**TEXT PASSAGE:**
-=-=-
Find out how much an hour it costs to run your fan during a heatwave


Sweltering temperatures have hit Britain this week and with millions still working from home, or home-schooling, many are cooped up in properties with no air conditioning. 

Here, This is Money, using figures from Uswitch, reveals the cost per hour of running a number of the most in-demand cooling units and garden must-haves this summer.

Demand for pricey portable air conditioning units has soared over the last few months, but one of these snazzy devices could end up adding an extra £28 to your energy bill a week during peak use, according to the comparison website.

Cooling: The cost of running an air conditioning unit and standard fan varies significantly 

On average, a portable air conditioning unit uses 2.7 kilowatts of energy, and costs 44p an hour to run. 

This is the equivalent of running a washing machine or tumble dryer constantly throughout a 24 hour period.

In the course of a week, and if the device is used for nine hours a day, this could add nearly £120 to your energy bill a month.

When using devices like portable air conditioning units during a heatwave, Uswitch found that most households have them switched on for over nine hours a day, split into 4.3 hours in the daytime and 4.8 hours at night.

While portable air conditioning units could end up costing you a small fortune both in up-front costs and your future energy bills, another option to consider during a heatwave is an air cooling unit. 

This differs from a portable air conditioning unit in that it uses water rather than a coolant to lower the temperature of a room.

More than 2million Britons have had their eye on snapping up an air cooler unit this year according to search data and while these can be expensive to buy, they can be cheaper to run than a portable air conditioning unit in the long run.

According to Uswitch’s research, an air cooler uses 75 watts of energy and costs just 1p an hour to run, which is 43p an hour less than many portable air conditioning units on the market.

Meanwhile, a bog standard electric fan uses up around 120 watts of power and costs 2p an hour to run.  

In fact, in exclusive figures seen by This is Money, a Dyson air cooler costing hundreds of pounds could cost around the same to run an hour as a standard tower fan.

Taking one example, the Dyson AM07 cooler, which typically costs over £300 to buy, claims to use up 56 watts of power, meaning it would cost around 0.9p an hour to run, or 3.6p for four hours. 

Meanwhile, the Bionaire BT19 Tower Fan, which costs around the £60 mark to purchase, claims to use up around 50 watts of power, so its cost an hour would end up being reasonably similar to the Dyson.
-=-=-
**AVAILABLE DATA:**
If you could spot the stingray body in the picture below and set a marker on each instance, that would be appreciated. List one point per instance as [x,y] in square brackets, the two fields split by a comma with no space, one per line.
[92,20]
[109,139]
-=-=-
**EXERCISE SET:**
a: Answer these from the cooling costs article:
(i) How much does a portable air conditioning unit cost to run per hour on average?
(ii) How many watts of energy does an air cooler use?
(iii) Around what price does the Bionaire BT19 Tower Fan cost to purchase?
b: Please write out the stretch of the cooling costs article from "Cooling: The cost" through "air cooling unit." word for word.
The material has nothing to do with the cooling costs article.

**THE ANSWERS:**
a:
(i) 44p
(ii) 75 watts
(iii) Around £60

b:
Cooling: The cost of running an air conditioning unit and standard fan varies significantly 

On average, a portable air conditioning unit uses 2.7 kilowatts of energy, and costs 44p an hour to run. 

This is the equivalent of running a washing machine or tumble dryer constantly throughout a 24 hour period.

In the course of a week, and if the device is used for nine hours a day, this could add nearly £120 to your energy bill a month.

When using devices like portable air conditioning units during a heatwave, Uswitch found that most households have them switched on for over nine hours a day, split into 4.3 hours in the daytime and 4.8 hours at night.

While portable air conditioning units could end up costing you a small fortune both in up-front costs and your future energy bills, another option to consider during a heatwave is an air cooling unit.